# Fall walks



## debrawade10 (Oct 10, 2013)

We have had beautiful weather lately, hope everyone has a wonderful weekend.


----------



## Photobuff42 (Mar 3, 2014)

Your crew seems to be enjoying the Fall in New York!


----------



## susan davis (Mar 25, 2011)

It has been crazy windy here in Chicagoland! Winds up to 60mph in some places. Garbage cans all over the place where I live! What a clean-up.! Branches down too. Fortunately no complete trees.


----------



## elaina (Jul 1, 2008)

Our weather has been great too for November ! we have some days coming up in in the 60's next week too. love the pics. Lily , Raisin, and Mia all look beautiful as usual and i'm so happy to see that Raisin and Mia are wearing there new buddy belts


----------



## debrawade10 (Oct 10, 2013)

Photobuff42 said:


> Your crew seems to be enjoying the Fall in New York!


We have been Kay...it is going to be colder than we are ready for this weekend! So glad we got out lots this week.


----------



## debrawade10 (Oct 10, 2013)

susan davis said:


> It has been crazy windy here in Chicagoland! Winds up to 60mph in some places. Garbage cans all over the place where I live! What a clean-up.! Branches down too. Fortunately no complete trees.


I heard about the wind in the mid west!! Wow, I hope it has calmed down today. We are getting it this weekend. We did have lots of major gusts this morning, Lily thought she was going to be blown away. She literally laid down on the ground, bless her heart.


----------



## Jessicashield (Feb 13, 2015)

Looks like you have a love walk  it's nice to see the dogs settling into ny


----------



## Chiluv04 (Dec 19, 2013)

Lovely pics. Sometimes change is good. Positive change is just another way of building new memories and adding to the ones you already have. It's a new chapter in life. Enjoy your time in New York, embrace fall and Christmas with open arms, it'll be over before you know it .

# Records taken from a dataset
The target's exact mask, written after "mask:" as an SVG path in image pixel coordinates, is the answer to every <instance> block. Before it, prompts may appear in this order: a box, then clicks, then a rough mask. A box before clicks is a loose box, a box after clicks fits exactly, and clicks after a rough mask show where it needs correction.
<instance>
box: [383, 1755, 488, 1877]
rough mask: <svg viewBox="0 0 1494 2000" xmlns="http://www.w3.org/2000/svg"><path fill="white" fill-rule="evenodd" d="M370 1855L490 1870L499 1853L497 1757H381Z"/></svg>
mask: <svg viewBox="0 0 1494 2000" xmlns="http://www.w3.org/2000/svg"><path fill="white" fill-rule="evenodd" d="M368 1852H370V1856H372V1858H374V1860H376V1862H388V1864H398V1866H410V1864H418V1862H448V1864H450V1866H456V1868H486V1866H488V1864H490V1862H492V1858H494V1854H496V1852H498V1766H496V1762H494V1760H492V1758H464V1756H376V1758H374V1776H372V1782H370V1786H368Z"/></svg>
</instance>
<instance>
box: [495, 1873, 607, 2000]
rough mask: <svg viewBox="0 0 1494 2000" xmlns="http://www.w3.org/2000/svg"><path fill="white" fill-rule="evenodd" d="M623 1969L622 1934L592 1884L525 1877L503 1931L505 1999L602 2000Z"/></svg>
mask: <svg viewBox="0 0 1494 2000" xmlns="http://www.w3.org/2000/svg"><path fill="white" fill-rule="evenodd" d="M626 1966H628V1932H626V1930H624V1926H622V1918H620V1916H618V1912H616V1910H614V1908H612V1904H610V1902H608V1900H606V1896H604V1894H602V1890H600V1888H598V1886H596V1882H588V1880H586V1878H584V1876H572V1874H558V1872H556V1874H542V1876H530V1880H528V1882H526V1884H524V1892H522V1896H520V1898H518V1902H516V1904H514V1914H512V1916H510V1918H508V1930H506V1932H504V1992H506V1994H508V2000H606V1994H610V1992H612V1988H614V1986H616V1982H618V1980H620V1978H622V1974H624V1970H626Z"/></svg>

# Task to complete
Please say how strong the winds got in Chicagoland, according to the fall walks thread above the data.

# Reply
Up to 60 mph in some places.